> [DOCUMENT PASSAGE]:
★ ★ ★

Not true. Like Nucleus OS, NuttX supports two class of interrupts, What
nucleus calls "managed" and and "raw" interrupts. The raw interrupts zero-
latency, no overhead interrupts:
[http://www.nuttx.org/doku.php?id=wiki:nxinternal:highperfint...](http://www.nuttx.org/doku.php?id=wiki:nxinternal:highperfints)

> \- ships with a homegrown c stdlib, which has several functional/security
> bugs (ex: vscanf will overflow if you use format specifiers other than
> [l]i/u), and neglects to provide gcc attributes for arg checking for the
> printf family functions

Yes, it uses a custom, POSIX-compliant C library. I have never heard of any
such bugs, however. All of the NuttX common code is compiler agnostic.

>\- build system issues $(MAKE) calls in every folder you're building, which
makes it terrifically slow (especially noticeable on incremental builds)

★ ★ ★

> [AVAILABLE DATA]:
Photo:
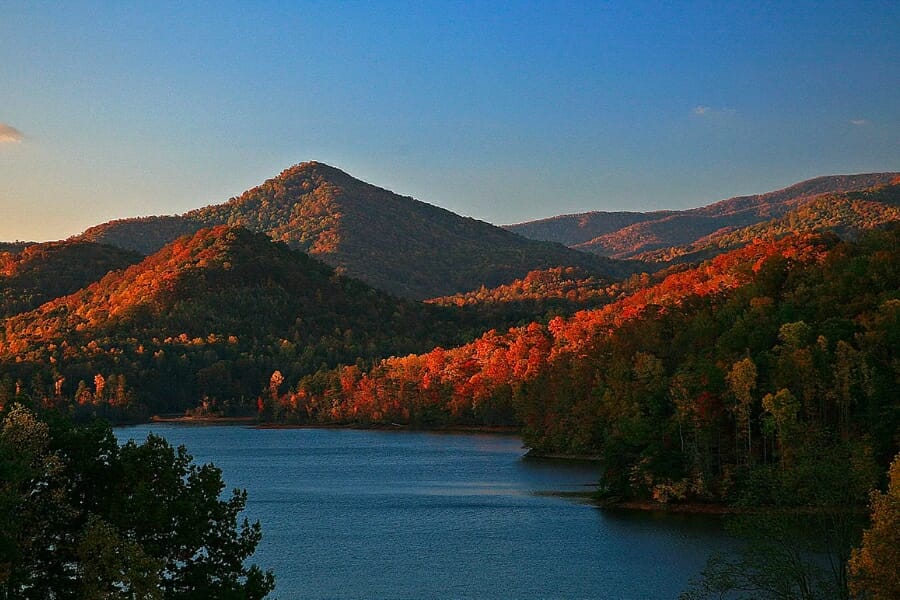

★ ★ ★

> [TASKS AND EXERCISES]:
a – Reproduce the passage from the NuttX discussion between "Not true. Like" and "is compiler agnostic.", inclusive.
b – In the NuttX discussion, what two classes of interrupts does NuttX support?
c – Please extend the NuttX discussion, picking up right after its final line.

> [RESULTS FOR EACH TASK]:
a –
Not true. Like Nucleus OS, NuttX supports two class of interrupts, What
nucleus calls "managed" and and "raw" interrupts. The raw interrupts zero-
latency, no overhead interrupts:
[http://www.nuttx.org/doku.php?id=wiki:nxinternal:highperfint...](http://www.nuttx.org/doku.php?id=wiki:nxinternal:highperfints)

> \- ships with a homegrown c stdlib, which has several functional/security
> bugs (ex: vscanf will overflow if you use format specifiers other than
> [l]i/u), and neglects to provide gcc attributes for arg checking for the
> printf family functions

Yes, it uses a custom, POSIX-compliant C library. I have never heard of any
such bugs, however. All of the NuttX common code is compiler agnostic.

b – "Managed" and "raw" interrupts.

c –
Re-build time is around 10 seconds or so on a lower-end to mediocre Linux box.
A full build cycle (clean, reconfigure, build-from-scratch) is more like 30
seconds.

Windows-based builds are a lot longer.

>\- architecture makes it difficult to write custom drivers without building
them into the kernel (eg if you want to use the kernel as a module in your
project)

Kernel modules are fully supported:
[http://www.nuttx.org/doku.php?id=wiki:nxinternal:kmodules-
sh...](http://www.nuttx.org/doku.php?id=wiki:nxinternal:kmodules-sharedlibs)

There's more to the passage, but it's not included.